* [Lista de tarefas]:
1 - No trecho do texto, o que acontece com o campo de cada especialista à medida que a ciência se expande?
2 - Repita literalmente a passagem do trecho do texto que vai de “No essencial, o” até “1969, p. 10)”.

* [Trecho do texto]:

··········

A fase da relação do homem com seu chão que vivemos nesse começo do milênio, alerta os responsáveis maiores pela condução da atual civilização, assim com qualquer pessoa consciente, a levar a sério essa reflexão: “Assim, no curso de todas as culturas humanas, mais cedo ou mais tarde, surgem tendências de proteção ativa da natureza; um povo que se descuidasse deste elemento, seria falto dum requisito essencial da verdadeira cultura humana total e indigno da terra, com que a mão pródiga do Criador o presenteou”. (Rambo, 1942, p. 338).
Não se requer nenhum esforço fora do comum para ler nas linhas e, principalmente, perceber nas entrelinhas das reflexões de Rambo, que a natureza com seus recursos administrados com inteligência, senso de responsabilidade e parcimônia, são condições com as quais morrem ou se perpetuam as esperanças do homem em relação ao seu destino como espécie. Voltamos, portanto, de novo ao mesmo pressuposto que dá sentido e torna obrigatório, como um dever de justiça e de solidariedade, a preocupação pelo futuro da vida na terra, pelo futuro sustentável da querência da humanidade. Todo o esforço empenhado nesse sentido só então tem sentido e justificativa quando estiver direta ou indiretamente a serviço do bem estar da espécie humana. Fazer ciência simplesmente por fazer ciência, termina na esterilidade dos resultados. De outra parte, o filosofar sem se preocupar em encontrar soluções para os impasses humanos, não passa de malabarismo intelectual que termina em satisfazer o próprio ego ou do isolamento do “filósofo” no seu próprio olimpo. Dozhansky alertou sobre essa questão na introdução do seu livro “Herança e Natureza Humana”.
No essencial, o progresso da ciência está nas mãos dos especialistas. Na medida em que a ciência se expande, o campo de cada especialista tende a estreitar-se. Alguns limitaram-se até o exagero. Correm sérios riscos e por sua vez são perigosos, em primeiro lugar porque sua própria vida interior está depauperada; em segundo lugar porque costumam ser presas fáceis da exploração pelos detentores de poder, dinheiro, coisa que prejudica tanto a ciência, quanto a humanidade no seu conjunto. (Dobzhansky, 1969, p. 10)

··········

[Trechos de dados de apontamento]
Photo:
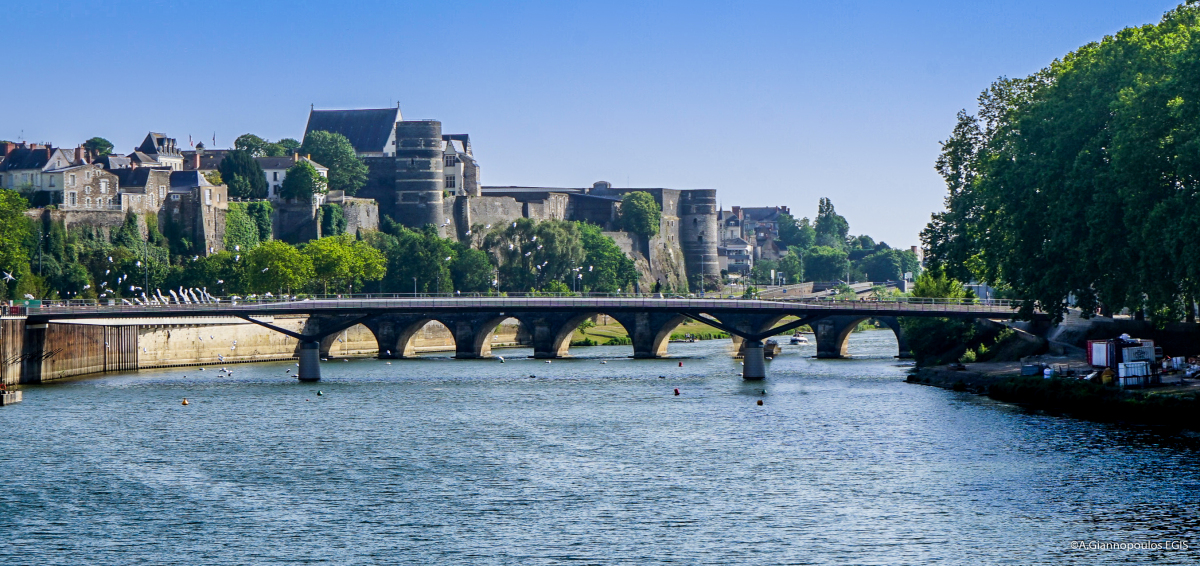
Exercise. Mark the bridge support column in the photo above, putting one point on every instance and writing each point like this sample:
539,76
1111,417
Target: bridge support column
310,361
754,366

··········

* [Respostas do exercício]:
1 - Tende a estreitar-se.

2 -
No essencial, o progresso da ciência está nas mãos dos especialistas. Na medida em que a ciência se expande, o campo de cada especialista tende a estreitar-se. Alguns limitaram-se até o exagero. Correm sérios riscos e por sua vez são perigosos, em primeiro lugar porque sua própria vida interior está depauperada; em segundo lugar porque costumam ser presas fáceis da exploração pelos detentores de poder, dinheiro, coisa que prejudica tanto a ciência, quanto a humanidade no seu conjunto. (Dobzhansky, 1969, p. 10)